- _Task_
Repeat everything from the line containing "For each instance of the city" down to the end of the lines, swapping "yellow gondola" for "gondola cabin" and leaving all else unchanged.
— START Provided information —
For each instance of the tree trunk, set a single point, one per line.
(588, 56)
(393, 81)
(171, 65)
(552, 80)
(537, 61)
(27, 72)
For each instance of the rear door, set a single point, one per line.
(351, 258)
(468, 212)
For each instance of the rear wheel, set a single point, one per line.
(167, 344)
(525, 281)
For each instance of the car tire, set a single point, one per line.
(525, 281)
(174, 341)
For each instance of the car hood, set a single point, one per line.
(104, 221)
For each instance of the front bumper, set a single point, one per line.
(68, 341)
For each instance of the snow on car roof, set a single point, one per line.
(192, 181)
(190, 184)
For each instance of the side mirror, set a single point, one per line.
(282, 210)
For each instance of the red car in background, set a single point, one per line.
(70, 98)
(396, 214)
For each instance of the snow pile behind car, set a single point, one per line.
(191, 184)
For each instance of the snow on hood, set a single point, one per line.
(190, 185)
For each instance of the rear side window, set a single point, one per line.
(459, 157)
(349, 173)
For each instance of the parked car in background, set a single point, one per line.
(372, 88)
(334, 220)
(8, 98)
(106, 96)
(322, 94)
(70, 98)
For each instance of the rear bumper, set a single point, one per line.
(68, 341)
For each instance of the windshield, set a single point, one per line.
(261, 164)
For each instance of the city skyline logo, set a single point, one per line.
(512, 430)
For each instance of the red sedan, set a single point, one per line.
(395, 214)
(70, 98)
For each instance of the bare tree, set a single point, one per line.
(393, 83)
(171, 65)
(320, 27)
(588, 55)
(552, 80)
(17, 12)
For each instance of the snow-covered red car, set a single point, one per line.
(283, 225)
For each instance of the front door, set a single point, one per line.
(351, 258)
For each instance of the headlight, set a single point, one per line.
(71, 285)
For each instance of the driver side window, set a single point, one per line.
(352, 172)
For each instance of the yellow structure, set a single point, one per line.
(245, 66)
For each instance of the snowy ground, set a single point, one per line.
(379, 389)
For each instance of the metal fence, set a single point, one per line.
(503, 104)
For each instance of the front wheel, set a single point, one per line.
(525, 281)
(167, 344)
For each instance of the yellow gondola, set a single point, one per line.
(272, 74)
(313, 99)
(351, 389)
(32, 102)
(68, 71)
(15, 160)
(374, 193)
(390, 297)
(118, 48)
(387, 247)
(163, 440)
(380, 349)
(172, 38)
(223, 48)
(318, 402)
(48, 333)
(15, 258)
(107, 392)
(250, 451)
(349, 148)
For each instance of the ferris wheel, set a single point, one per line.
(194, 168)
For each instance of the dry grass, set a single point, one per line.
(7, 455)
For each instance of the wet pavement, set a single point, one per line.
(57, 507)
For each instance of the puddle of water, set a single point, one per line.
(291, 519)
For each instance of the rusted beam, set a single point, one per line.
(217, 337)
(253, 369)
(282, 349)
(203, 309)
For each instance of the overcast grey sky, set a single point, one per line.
— END Provided information —
- _Final result_
For each instance of the city skyline logo, set a single point, one per line.
(512, 430)
For each instance of the red sedan, set a single point, one per line.
(395, 214)
(70, 98)
For each instance of the bare tree, set a single point, one per line.
(393, 83)
(171, 65)
(320, 27)
(588, 55)
(552, 80)
(17, 12)
For each instance of the snow-covered red car, set a single point, one per line.
(283, 225)
For each instance of the front door, set a single point, one per line.
(351, 258)
For each instance of the headlight, set a single point, one per line.
(71, 285)
For each instance of the driver side window, set a single point, one per line.
(352, 172)
For each instance of the yellow structure, set a single point, one per line.
(245, 66)
For each instance of the snowy ground, set a single point, one per line.
(379, 389)
For each instance of the metal fence, set a single point, one per line.
(503, 104)
For each instance of the front wheel, set a single point, one per line.
(525, 281)
(167, 344)
For each instance of the gondola cabin, set a single point, one per line.
(272, 74)
(313, 99)
(351, 389)
(32, 102)
(68, 71)
(15, 160)
(374, 193)
(390, 297)
(118, 48)
(387, 247)
(163, 440)
(380, 349)
(172, 38)
(223, 48)
(318, 402)
(48, 333)
(15, 258)
(107, 392)
(250, 451)
(349, 148)
For each instance of the ferris wheel, set a single point, one per line.
(194, 168)
For each instance of the dry grass, set a single point, one per line.
(7, 455)
For each instance of the wet pavement, set a single point, one per line.
(57, 507)
For each instance of the puddle of water, set a single point, one per line.
(291, 519)
For each instance of the rusted beam, set a single point, one per line.
(217, 337)
(253, 369)
(282, 349)
(203, 309)
For each instance of the overcast grey sky, set a single point, one per line.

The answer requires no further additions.